§ **Given records**:
— START —
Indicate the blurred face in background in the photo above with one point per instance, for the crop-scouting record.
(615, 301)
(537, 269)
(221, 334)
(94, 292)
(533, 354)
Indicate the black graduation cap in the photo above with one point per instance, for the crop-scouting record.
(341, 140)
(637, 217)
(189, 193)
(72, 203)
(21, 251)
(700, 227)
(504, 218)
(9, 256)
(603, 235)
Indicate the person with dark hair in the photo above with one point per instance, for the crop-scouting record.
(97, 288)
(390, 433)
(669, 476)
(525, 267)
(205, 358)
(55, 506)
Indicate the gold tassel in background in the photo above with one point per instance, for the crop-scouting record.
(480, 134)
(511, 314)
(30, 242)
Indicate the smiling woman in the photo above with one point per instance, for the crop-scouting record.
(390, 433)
— END —
— START —
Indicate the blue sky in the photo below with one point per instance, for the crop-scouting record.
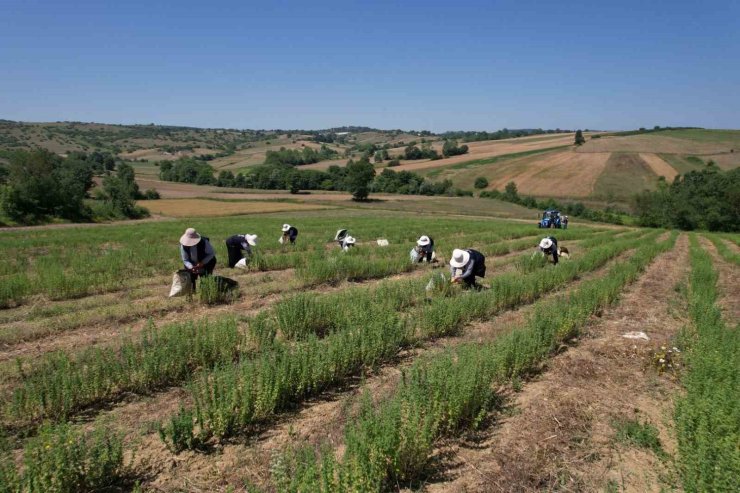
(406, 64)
— END —
§ **Stated problem**:
Locate every line in the records that contains the word "with" and copy each of those lines. Treat uppercase and lowercase as different, so only lines that match the case count.

§ **Task response**:
Indicate the blurred face in background in the photo above with one point per instance, for the crop-scouting record.
Indicate the black graduation cap in the photo above with one point per instance, for the crop-scouting record.
Indicate the person with dark hair in the photo above with one point per instance, for the crop-scouting record.
Indicate the gold tassel in background in the photo above with one point per instance, for the crop-scouting record.
Indicate the smiling woman in the photo above with one point per instance, for the crop-scouting record.
Indicate the blue sky in the photo below with one point per instance, for the crop-scouting record.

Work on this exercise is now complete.